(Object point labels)
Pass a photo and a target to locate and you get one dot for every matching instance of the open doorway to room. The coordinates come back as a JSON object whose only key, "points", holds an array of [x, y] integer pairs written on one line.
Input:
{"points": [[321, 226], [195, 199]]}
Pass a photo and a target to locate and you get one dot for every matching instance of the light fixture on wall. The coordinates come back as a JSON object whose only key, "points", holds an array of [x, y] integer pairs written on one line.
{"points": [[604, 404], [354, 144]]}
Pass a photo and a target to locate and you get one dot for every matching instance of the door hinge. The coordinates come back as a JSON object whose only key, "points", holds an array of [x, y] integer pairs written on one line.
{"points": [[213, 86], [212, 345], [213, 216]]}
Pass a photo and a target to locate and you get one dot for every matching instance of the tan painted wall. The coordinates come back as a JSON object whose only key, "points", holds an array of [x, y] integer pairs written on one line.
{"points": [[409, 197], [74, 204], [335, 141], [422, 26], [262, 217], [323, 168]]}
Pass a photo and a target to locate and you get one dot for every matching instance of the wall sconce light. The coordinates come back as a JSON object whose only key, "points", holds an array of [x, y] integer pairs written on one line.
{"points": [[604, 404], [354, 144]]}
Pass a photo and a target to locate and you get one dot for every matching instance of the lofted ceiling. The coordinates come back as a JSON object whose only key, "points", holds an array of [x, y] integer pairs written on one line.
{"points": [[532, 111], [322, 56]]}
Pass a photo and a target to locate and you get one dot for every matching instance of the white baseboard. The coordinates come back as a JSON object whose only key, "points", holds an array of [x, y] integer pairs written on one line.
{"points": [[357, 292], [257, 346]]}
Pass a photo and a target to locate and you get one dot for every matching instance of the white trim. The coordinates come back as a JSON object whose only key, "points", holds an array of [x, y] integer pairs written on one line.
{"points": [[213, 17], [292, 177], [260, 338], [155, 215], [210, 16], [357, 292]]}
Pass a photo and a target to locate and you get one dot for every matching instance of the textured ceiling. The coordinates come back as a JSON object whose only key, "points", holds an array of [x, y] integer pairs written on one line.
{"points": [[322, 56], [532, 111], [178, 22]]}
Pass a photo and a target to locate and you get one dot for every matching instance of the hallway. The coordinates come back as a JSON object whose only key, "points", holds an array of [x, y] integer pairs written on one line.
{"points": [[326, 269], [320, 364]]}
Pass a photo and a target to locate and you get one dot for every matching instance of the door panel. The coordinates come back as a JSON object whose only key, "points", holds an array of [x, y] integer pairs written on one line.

◆ Aim of the task ◆
Repeat word for word each line from the one with "of the textured" to the end of the records above, inclusive.

◆ Result ◆
Pass a photo and a target to locate and you get one dot for every matching instance of the textured ceiling. The coordinates come back as a JSON object whose only key, "points", holds an array of [x, y] integer pairs written on one line.
{"points": [[322, 56], [532, 111], [178, 22]]}
Pass a photo and a target to locate and you get one dot for every matching instance of the hallway. The coordinates come back as a JSON object whose only key, "points", holds an array of [x, y] integer pairs written on one line.
{"points": [[326, 269], [320, 364]]}
Pass a photo and a target to locate and you get one dot for every matching instance of the door panel. The coordinates come back as a JSON object whose only key, "points", holds an array of [x, y] integer pairs written on one line.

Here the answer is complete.